[Rows from a point annotation set]

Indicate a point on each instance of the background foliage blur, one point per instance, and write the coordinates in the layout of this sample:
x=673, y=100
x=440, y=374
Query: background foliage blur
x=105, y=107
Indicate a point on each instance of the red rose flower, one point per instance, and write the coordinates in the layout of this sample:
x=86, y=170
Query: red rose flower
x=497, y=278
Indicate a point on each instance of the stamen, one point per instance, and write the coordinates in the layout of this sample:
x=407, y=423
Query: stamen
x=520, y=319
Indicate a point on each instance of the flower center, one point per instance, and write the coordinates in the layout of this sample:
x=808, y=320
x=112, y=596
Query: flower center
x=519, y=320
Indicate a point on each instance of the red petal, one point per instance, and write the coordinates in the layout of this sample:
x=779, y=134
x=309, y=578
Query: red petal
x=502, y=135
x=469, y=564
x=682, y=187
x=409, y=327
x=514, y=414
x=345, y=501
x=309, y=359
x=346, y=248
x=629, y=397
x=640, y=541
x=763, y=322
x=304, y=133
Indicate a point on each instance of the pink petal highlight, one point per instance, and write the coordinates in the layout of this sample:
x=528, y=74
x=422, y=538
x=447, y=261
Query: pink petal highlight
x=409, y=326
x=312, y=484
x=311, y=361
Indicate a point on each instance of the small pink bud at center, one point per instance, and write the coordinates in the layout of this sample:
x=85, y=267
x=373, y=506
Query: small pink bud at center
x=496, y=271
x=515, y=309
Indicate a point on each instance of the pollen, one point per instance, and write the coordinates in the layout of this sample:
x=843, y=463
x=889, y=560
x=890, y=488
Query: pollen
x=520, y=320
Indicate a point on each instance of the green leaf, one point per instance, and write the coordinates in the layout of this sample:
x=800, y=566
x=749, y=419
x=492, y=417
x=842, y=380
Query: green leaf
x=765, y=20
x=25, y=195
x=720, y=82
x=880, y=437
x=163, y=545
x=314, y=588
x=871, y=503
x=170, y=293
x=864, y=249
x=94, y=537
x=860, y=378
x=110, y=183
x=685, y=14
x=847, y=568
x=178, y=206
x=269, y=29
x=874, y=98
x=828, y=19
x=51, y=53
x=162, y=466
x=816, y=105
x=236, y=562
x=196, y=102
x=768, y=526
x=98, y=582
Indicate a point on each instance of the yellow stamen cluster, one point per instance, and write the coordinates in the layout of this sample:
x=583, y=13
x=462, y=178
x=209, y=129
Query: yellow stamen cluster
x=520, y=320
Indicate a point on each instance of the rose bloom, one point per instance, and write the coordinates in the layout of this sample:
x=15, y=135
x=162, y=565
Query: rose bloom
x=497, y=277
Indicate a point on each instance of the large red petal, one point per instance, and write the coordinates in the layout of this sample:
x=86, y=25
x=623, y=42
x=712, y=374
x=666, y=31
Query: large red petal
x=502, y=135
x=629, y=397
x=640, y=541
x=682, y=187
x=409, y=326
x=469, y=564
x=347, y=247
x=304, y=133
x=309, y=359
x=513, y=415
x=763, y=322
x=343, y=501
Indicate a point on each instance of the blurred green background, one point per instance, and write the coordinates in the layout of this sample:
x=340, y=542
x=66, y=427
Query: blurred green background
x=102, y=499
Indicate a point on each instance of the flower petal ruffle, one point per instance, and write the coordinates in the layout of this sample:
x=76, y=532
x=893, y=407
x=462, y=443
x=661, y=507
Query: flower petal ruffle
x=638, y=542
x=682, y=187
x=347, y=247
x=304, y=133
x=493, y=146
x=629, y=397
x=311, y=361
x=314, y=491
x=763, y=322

...

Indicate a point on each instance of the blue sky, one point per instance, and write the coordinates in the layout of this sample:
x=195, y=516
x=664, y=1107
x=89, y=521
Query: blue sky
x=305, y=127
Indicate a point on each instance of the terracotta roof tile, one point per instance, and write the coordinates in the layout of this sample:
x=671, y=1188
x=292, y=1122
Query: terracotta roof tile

# What needs to be done:
Return each line of the rows above that contains the string "pink".

# Answer for the task:
Indicate a point on each instance of the pink petal highlight, one point per instance, and write the coordinates in the layout of this sample:
Query: pink petal highlight
Indicate a point on each instance of the small pink bud at center, one point per instance, and write the coordinates in the layout of this sample:
Query: small pink bud at center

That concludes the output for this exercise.